TEXT PASSAGE>
== == ==
Tom Bulleit began distilling his version of Bulleit bourbon in 1987, with the whiskey first commercial produced under a 4,000-case contract distillation run at Frankfort's Leestown Company Distillery (now Buffalo Trace Distillery) in 1989. After aging, it first reached retail stores in the summer of 1995.

Seagram bought the Bulleit brand in 1997 and began distilling it in Lawrenceburg, Kentucky.

The brand was widely introduced to Australia, UK and Germany in 2000.

Diageo acquired various Seagram's assets, including the Bulleit brand, which was then produced by its subsidiary Kirin Brewing Company at the same Lawrenceburg plant.

On March 14, 2017, Diageo opened a new Bulleit distillery. The 300 acre $115 million facility is located just east of Shelbyville in Shelby County, Kentucky.

In June 2019, Bulleit opened its visitors' center at its Shelbyville distillery in Kentucky. The Visitor Experience includes guided tours, a cocktail bar and an opportunity for visitors 21 years or older to design a customized Bulleit label to apply to their own bottles.

=== Bulleit family dispute ===
Tom Bulleit's daughter Hollis left her position at Diageo in 2017 after 10 years, claiming she was being pushed out because she was a lesbian. A spokesperson from Diageo denies the claim.

==Products==
The current Bulleit bourbon whiskey mash bill contains 68% corn (maize), 28% rye, and 4% malted barley. It is bottled at 45% ABV.

Bulleit Bourbon Barrel Strength is a blend of barrels which are 5 to 8 years old. As it is being bottled straight from the barrel the proof varies by batch, ranging from 118 to 125 (59 to 62.5 ABV).

Bulleit Bourbon 10 Year is the only age dated Bulleit whiskey. It is bottled at 91.2 U.S. proof and has the same mash bill as the original Bulleit Bourbon. It won a Double Gold Medal at the 2013 San Francisco World Spirits Competition.

Bulleit rye whiskey, introduced in March 2011, has a mash bill of 95% rye and 5% malted barley. It is produced in Lawrenceburg, Indiana by MGP Ingredients and bottled at 45% abv.

Bottled-in-Bond Bourbon In 2025, Bulleit Frontier Whiskey released its first-ever Bottled-in-Bond Bourbon, aged for seven years and distilled and aged entirely at the Bulleit Distilling Company in Shelbyville, Kentucky. This was a limited-time release, and Bulleit stated it will be available in the future only when the blending team determines it meets high standards of quality and character.
== == ==
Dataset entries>
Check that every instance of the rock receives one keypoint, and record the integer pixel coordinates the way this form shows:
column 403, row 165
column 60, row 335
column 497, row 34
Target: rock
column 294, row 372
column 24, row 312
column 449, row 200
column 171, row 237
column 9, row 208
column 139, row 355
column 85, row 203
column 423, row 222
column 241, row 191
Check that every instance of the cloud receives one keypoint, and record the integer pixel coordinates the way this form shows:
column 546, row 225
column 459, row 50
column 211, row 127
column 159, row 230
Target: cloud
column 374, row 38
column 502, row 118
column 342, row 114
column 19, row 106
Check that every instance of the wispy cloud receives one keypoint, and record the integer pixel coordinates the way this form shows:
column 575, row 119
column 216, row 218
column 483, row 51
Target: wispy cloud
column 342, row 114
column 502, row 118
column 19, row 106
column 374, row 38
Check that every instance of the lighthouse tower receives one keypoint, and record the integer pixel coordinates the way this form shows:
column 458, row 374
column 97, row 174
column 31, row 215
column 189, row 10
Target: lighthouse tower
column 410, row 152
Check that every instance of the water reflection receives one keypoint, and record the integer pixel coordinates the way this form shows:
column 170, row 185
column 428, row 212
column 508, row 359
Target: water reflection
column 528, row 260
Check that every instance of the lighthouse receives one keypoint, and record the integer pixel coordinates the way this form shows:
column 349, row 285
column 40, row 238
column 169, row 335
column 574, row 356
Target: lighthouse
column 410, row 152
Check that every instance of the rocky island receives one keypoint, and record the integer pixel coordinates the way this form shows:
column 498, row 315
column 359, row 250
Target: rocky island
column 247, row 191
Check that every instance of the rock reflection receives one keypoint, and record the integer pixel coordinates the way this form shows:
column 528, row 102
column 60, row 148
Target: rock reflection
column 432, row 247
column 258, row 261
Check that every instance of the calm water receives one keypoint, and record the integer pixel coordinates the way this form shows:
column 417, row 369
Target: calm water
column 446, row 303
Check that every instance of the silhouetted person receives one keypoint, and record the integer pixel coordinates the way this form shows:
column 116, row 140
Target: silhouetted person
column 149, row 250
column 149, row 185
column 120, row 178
== == ==
ACTIVITY> Could you continue the passage on Bulleit bourbon from the point where it stops?

ANSWER TO THE PROBLEM>
Bulleit '87 In 2026, Bulleit announced Bulleit '87, its first whiskey combining bourbon and rye and a new permanent core expression. It blends bourbon distilled and aged in Shelbyville, Kentucky, with rye distilled and aged in Indiana. Both components are aged for at least four years and separately finished for four to six weeks with toasted American oak and French oak staves before blending. Bottled at 90 proof (45% ABV), Bulleit '87 was scheduled to become available nationwide beginning in September 2026.

===In Australia and the UK===
Starting in 2008, Bulleit bourbon sold on the UK market is bottled at 40% alcohol by volume, which is re-exported to the Australia market. A 45% ABV version was introduced to the UK market in late 2014, under the label "Bulleit Frontier Whiskey".

==Distilleries==

Bulleit Shelbyville Distillery
3464 Benson Pike, Shelbyville, KY 40065

Bulleit Lebanon Distillery
100 Bourbon Drive, Lebanon, KY, 40033

==Reviews==
Proof66.com, a review aggregator for spirits, rates Bulleit bourbon in the top 10th percentile of the world's best whiskeys. The Bulleit Rye Whiskey is also rated a "Top Tier Whiskey". Proof66.com rates Bulleit Bourbon 10 Year as a "Tier 1" spirit with an overall rating of 551/904.

Bulleit Bourbon 10 Year received a gold medal in the Small Batch Bourbon up to 10 yrs category at the 2013 San Francisco World Spirits Competition.

Food critic Morgan Murphy said "This amber beauty, with its notes of spice, rye, and cedar, packs a stronger bite than its sweet aroma would imply."